— Supplied passage —
◇ ◇ ◇ ◇ ◇

With these initial small demonstrations behind us, let's explore the TemplateParser further

Template class

The Template class provides the interface for pre-parsing templates, loading them from files and parsing single templates to completion. During pre-parsing, constructs such as loops and conditional statements are converted to TemplateLoop and TemplateConditional objects, and their scopes nested appropriately in the Template. Tags are replaced by TemplateTag instances, and text is captured in TemplateText. All of these provide Parse methods, which together result in the combined parsed template output.

Creating a template

A template is created simple by providing a string input to the Template's constructor. This will return a valid Template instance (or raise an error if there is a problem with the syntax:

>>> import templateparser
>>> template = templateparser.Template('Hello [title] [name]')
>>> template
Template([TemplateText('Hello '), TemplateTag('[title]'), TemplateText(' '), TemplateTag('[name]')])

Above can be seen the various parts of the template, which will be combined to output once parsed.

Loading a template from file

The Template class provides a classmethod called FromFile, which loads the template at the path.

Loading a template named example.utp from the current working directory:

>>> import templateparser
>>> template = templateparser.Template.FromFile('example.utp')
>>> template
Template([TemplateText('Hello '), TemplateTag('[title]'), TemplateText(' '), TemplateTag('[name]')])

Parsing a template

Parsing a template can be done by calling the Template's Parse method. The keyword arguments provided to this call will from the replacement mapping for the template. In the following example, we will provide one such keyword, and leave the other undefined to show the (basic) behavior of the Template.Parse method.

>>> import templateparser
>>> template = templateparser.Template('Hello [title] [name]')
>>> template.Parse(title='sir')
'Hello sir [name]'

Parser class

The Parser class provides simple management of multiple Template objects. It is mainly used to load templates from disk. When initiating a Parser, the first argument provides the search path from where templates should be loaded (the default is the current working directory). An optional second argument can be provided to preload the template cache: a mapping of names and Template objects.

Loading templates

Creating a parser object, and loading the 'example.utp' template from the 'templates' directory works like this:

>>> import templateparser
>>> # This sets the 'templates' directory as the search path for AddTemplate
>>> parser = templateparser.Parser('templates')
>>> # Loads the 'templates/example.utp' and stores it as 'example.utp':
>>> parser.AddTemplate('example.utp')
>>> parser.Parse('example.utp', title='mister', name='Bob Dobalina')
'Hello mister Bob Dobalina'

The AddTemplate method takes a second optional argument, which allows us to give the template a different name in the cache:

>>> parser = templateparser.Parser('templates')
>>> parser.AddTemplate('example.utp', name='greeting')
>>> parser.Parse('greeting', title='mister', name='Bob Dobalina')
'Hello mister Bob Dobalina'

As you can see, the name of the template in the cache is not necessarily the same as the one on disk. Often though, this is not necessary to change, so AddTemplate need only be called with one argument. Or not at all, as the following section will show.

◇ ◇ ◇ ◇ ◇

— Directions —
1. Recast as a bulleted list the paragraph of the TemplateParser excerpt that begins "The Parser class provides simple management", keeping its main facts.
2. Reproduce everything in the TemplateParser excerpt from "Above can be" down to "template = templateparser.Template.FromFile('example.utp')", word for word.
Rely solely on the TemplateParser excerpt above.

◇ ◇ ◇ ◇ ◇

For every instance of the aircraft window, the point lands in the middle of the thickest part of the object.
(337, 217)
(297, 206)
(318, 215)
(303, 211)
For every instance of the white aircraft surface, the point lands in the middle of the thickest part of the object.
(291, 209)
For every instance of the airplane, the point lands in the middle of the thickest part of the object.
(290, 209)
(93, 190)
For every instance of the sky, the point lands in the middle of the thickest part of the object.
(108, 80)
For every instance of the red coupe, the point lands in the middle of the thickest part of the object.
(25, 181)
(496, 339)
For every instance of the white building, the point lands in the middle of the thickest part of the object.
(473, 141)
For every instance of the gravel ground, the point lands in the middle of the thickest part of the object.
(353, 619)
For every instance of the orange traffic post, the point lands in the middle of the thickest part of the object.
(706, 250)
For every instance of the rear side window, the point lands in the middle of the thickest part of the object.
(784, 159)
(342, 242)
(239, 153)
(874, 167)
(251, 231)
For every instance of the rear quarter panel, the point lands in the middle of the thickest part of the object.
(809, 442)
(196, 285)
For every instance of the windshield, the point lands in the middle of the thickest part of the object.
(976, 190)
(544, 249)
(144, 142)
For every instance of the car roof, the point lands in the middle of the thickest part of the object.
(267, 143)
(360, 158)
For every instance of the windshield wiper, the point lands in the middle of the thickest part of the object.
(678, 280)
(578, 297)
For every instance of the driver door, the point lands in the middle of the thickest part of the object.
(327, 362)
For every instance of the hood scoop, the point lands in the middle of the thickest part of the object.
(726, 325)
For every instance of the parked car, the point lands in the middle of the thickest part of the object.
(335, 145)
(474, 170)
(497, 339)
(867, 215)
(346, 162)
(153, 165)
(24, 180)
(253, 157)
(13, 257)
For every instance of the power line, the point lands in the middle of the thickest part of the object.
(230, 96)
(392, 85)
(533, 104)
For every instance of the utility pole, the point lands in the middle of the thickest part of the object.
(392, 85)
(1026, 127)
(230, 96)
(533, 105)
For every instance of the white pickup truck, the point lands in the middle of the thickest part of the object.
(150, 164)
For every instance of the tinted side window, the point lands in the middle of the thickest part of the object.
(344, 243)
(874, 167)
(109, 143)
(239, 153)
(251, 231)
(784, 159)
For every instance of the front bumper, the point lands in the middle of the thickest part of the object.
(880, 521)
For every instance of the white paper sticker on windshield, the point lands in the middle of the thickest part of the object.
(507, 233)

◇ ◇ ◇ ◇ ◇

— Solutions per task —
1.
- The Parser class manages multiple Template objects in a simple way.
- It is mainly used to load templates from disk.
- The first argument when initiating a Parser sets the search path for loading templates. The default is the current working directory.
- An optional second argument preloads the template cache with a mapping of names to Template objects.

2.
Above can be seen the various parts of the template, which will be combined to output once parsed.

Loading a template from file

The Template class provides a classmethod called FromFile, which loads the template at the path.

Loading a template named example.utp from the current working directory:

>>> import templateparser
>>> template = templateparser.Template.FromFile('example.utp')